What the task asks:
Exact copy, no pictures: return all the data below as written.

Task data:
══════════

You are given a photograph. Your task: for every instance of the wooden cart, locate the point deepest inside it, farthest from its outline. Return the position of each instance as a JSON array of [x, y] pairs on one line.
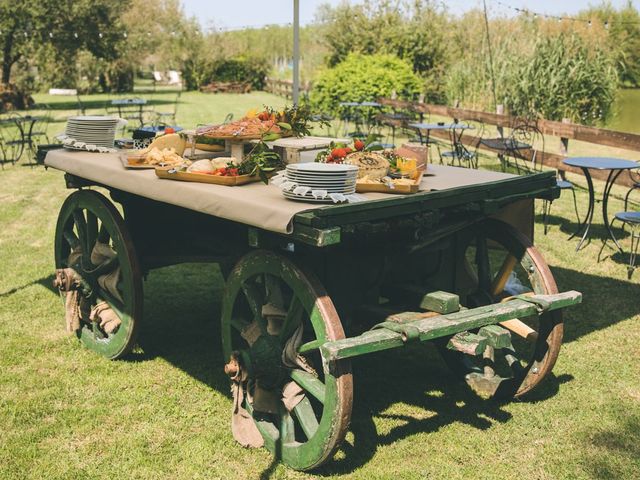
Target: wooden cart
[[349, 280]]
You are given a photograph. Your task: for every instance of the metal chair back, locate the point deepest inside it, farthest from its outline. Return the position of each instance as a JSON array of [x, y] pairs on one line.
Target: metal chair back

══════════

Solution for this task:
You are given a photograph. Your task: for every instance of the wooden cart, locate the point deepest inside it, farthest from its outline. Return the position of each instance as a JSON array of [x, y] pairs on one line.
Target: wooden cart
[[349, 280]]
You are given a photograph. Your task: for every instance of the metal chair back, locate the point deepest inside it, farthest from its outline. Return the position of each instance as a JSON array of [x, y] pairs on one line.
Target: metal chair back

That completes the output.